* [WHAT THIS EXERCISE ASKS]:
1. Reproduce the passage in the prediction pipeline walkthrough starting with "5. **Define train" and going on through "for making predictions.".
2. Write the next part of the prediction pipeline walkthrough, picking up right after its last numbered step.

* [DOCUMENT EXTRACT]:
■ ■ ■ ■

4. **Load Trained Models and Model Metadata**: The code loads trained models (`lgb_models`, `cat_models`) and their associated metadata (`lgb_notebook_info`, `cat_notebook_info`) from disk. These models are later used for making predictions on the train data.

5. **Define train Data Paths and Load train Data**: train data paths are defined, and the train data is loaded using the previously defined functions for reading data files. The loaded train data is stored in a dictionary called `data_store`.

6. **Perform Feature Engineering on train Data**: The loaded train data is passed through the feature engineering pipeline (`feature_eng`) to generate features required for making predictions.

7. **Generate Predictions**: The `VotingModel` class is used to generate predictions on the train data. This class averages the predictions from multiple individual models to obtain the final prediction probabilities.

8. **Save Predictions to Submission File**: The predicted probabilities are saved to a CSV file (`submission.csv`) in the format required for submission. The submission file is based on a sample submission file provided earlier (`sample_submission.csv`).

9. **Display Submission DataFrame**: Finally, the submission DataFrame (`df_subm`) is displayed, showing the case IDs and corresponding predicted scores.

■ ■ ■ ■

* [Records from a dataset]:

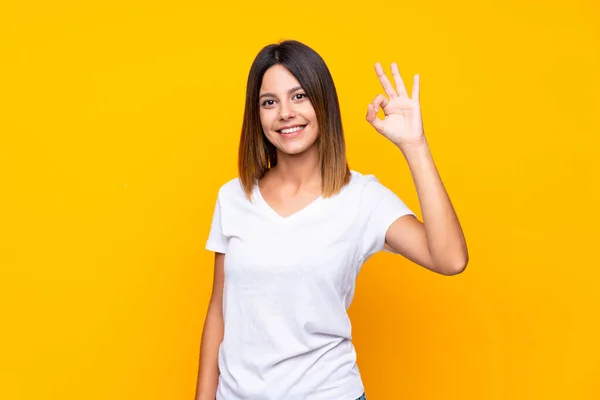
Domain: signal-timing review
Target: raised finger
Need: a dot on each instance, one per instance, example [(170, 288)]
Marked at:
[(400, 88), (385, 82)]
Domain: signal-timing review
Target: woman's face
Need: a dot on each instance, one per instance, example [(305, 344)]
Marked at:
[(287, 116)]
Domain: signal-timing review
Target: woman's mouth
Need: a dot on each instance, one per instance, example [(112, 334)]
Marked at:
[(291, 132)]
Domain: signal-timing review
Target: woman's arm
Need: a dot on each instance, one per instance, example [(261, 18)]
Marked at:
[(437, 244), (212, 336)]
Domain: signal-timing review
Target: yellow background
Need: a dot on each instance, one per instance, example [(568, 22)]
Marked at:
[(120, 120)]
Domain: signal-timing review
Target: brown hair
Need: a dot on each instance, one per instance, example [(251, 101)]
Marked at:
[(256, 154)]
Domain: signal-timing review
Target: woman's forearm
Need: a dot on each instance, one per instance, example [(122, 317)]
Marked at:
[(208, 372)]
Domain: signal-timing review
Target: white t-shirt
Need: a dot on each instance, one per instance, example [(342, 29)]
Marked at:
[(288, 284)]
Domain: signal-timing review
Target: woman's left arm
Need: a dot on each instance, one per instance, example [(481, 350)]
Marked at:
[(438, 242)]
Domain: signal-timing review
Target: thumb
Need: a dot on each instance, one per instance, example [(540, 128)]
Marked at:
[(373, 119)]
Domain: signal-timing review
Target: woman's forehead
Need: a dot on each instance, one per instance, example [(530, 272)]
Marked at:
[(278, 79)]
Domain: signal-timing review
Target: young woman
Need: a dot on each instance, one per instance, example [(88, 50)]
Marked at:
[(291, 232)]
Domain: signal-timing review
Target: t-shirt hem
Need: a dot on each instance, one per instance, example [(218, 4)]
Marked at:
[(216, 247)]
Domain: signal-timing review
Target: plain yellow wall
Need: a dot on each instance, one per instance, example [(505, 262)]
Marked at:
[(119, 121)]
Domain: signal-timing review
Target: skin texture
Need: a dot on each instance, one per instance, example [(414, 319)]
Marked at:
[(437, 244)]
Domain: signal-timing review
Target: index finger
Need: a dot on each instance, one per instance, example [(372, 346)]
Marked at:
[(385, 82)]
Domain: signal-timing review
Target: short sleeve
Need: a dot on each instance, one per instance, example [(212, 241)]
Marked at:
[(217, 241), (383, 208)]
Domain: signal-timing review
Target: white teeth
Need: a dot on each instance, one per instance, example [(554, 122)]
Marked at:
[(292, 130)]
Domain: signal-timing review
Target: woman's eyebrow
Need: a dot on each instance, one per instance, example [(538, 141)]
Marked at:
[(272, 95)]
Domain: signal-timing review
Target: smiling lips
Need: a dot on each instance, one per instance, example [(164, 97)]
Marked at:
[(291, 129)]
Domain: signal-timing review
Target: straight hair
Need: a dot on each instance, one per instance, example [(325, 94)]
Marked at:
[(256, 154)]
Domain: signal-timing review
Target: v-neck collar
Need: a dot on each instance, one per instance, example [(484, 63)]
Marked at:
[(278, 217)]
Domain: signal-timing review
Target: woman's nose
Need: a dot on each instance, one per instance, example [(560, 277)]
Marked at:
[(286, 111)]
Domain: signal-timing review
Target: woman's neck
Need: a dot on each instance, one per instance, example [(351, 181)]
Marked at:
[(298, 170)]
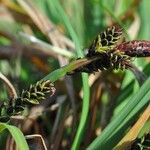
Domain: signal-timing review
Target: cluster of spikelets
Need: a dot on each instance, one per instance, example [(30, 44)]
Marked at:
[(104, 52), (34, 95)]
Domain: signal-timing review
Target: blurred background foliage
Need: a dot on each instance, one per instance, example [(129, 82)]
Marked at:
[(34, 41)]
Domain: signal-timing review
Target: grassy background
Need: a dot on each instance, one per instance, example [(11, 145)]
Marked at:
[(86, 104)]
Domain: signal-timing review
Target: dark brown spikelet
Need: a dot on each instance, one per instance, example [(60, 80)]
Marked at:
[(38, 92), (135, 48), (110, 60), (34, 95), (107, 39)]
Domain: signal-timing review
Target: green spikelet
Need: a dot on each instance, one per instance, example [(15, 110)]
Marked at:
[(37, 92), (105, 41)]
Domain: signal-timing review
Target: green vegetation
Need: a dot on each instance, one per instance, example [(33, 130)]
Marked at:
[(44, 43)]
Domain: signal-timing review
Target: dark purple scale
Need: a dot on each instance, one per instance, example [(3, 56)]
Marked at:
[(135, 48)]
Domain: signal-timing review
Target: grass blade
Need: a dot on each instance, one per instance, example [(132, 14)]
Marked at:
[(16, 134)]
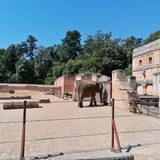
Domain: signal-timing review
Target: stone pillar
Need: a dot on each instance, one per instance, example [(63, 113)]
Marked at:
[(119, 87), (132, 82)]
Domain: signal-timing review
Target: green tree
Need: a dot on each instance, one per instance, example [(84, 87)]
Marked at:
[(31, 46), (71, 46), (152, 37)]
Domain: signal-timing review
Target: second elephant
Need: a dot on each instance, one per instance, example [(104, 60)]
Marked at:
[(88, 88)]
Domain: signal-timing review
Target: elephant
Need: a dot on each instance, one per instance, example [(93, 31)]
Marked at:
[(88, 88)]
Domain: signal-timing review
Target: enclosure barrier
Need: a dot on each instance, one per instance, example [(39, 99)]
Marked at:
[(22, 151), (114, 132)]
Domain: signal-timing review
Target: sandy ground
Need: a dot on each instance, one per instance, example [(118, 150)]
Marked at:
[(61, 126)]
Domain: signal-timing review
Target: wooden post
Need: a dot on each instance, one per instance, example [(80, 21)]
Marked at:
[(23, 133), (114, 131)]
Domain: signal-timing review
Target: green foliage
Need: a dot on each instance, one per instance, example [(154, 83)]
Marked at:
[(71, 46), (152, 37), (100, 53)]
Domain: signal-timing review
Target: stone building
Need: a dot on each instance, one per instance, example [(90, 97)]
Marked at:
[(146, 68), (66, 84)]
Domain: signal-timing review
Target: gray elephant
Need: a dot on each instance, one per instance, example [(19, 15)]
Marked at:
[(88, 88)]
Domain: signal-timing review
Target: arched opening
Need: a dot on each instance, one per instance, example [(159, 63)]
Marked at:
[(150, 60), (140, 62)]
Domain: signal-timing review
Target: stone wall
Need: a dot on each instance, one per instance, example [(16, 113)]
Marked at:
[(66, 83), (145, 66), (120, 84)]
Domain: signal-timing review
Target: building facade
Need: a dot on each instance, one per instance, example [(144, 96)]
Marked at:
[(146, 68), (66, 83)]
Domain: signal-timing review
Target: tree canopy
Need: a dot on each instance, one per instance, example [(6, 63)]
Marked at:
[(27, 62)]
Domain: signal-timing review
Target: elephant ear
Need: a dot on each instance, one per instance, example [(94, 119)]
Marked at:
[(100, 86)]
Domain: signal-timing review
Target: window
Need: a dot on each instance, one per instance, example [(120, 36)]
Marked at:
[(140, 62), (150, 60)]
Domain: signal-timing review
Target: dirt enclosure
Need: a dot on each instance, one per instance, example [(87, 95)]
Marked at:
[(60, 126)]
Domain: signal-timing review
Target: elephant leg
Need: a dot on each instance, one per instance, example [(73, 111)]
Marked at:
[(80, 102), (91, 103), (95, 103), (94, 100)]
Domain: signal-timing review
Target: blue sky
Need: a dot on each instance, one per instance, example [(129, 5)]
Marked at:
[(49, 20)]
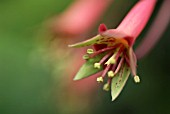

■ ■ ■ ■

* [EXERCISE RESPONSES]:
1.
5. **Define train Data Paths and Load train Data**: train data paths are defined, and the train data is loaded using the previously defined functions for reading data files. The loaded train data is stored in a dictionary called `data_store`.

6. **Perform Feature Engineering on train Data**: The loaded train data is passed through the feature engineering pipeline (`feature_eng`) to generate features required for making predictions.

2.
In [15]:
import joblib  # Import joblib for saving and loading models
from pathlib import Path  # Import Path for working with file paths
import gc  # Import gc for garbage collection
from glob import glob  # Import glob for file matching
import numpy as np  # Import numpy for numerical computing
import pandas as pd  # Import pandas for data manipulation
import polars as pl  # Import polars for fast data manipulation
from sklearn.base import BaseEstimator, RegressorMixin  # Import BaseEstimator and RegressorMixin from sklearn.base
from sklearn.metrics import roc_auc_score  # Import roc_auc_score from sklearn.metrics
import lightgbm as lgb  # Import lightgbm for gradient boosting

import warnings  # Import warnings to ignore warnings
warnings.filterwarnings('ignore')  # Ignore warnings

USER = ''
ROOT = Path(f"/home/{USER}/public/home-credit-credit-risk-model-stability")  # Define ROOT path

In [16]:
class Pipeline:
    # Method to set data types for specific columns in a DataFrame
    def set_table_dtypes(df):
        for col in df.columns:
            if col in ["case_id", "WEEK_NUM", "num_group1", "num_group2"]:
                df = df.with_columns(pl.col(col).cast(pl.Int64))
            elif col in ["date_decision"]:
                df = df.with_columns(pl.col(col).cast(pl.Date))
            elif col[-1] in ("P", "A"):
                df = df.with_columns(pl.col(col).cast(pl.Float64))
            elif col[-1] in ("M",):
                df = df.with_columns(pl.col(col).cast(pl.String))
            elif col[-1] in ("D",):
                df = df.with_columns(pl.col(col).cast(pl.Date))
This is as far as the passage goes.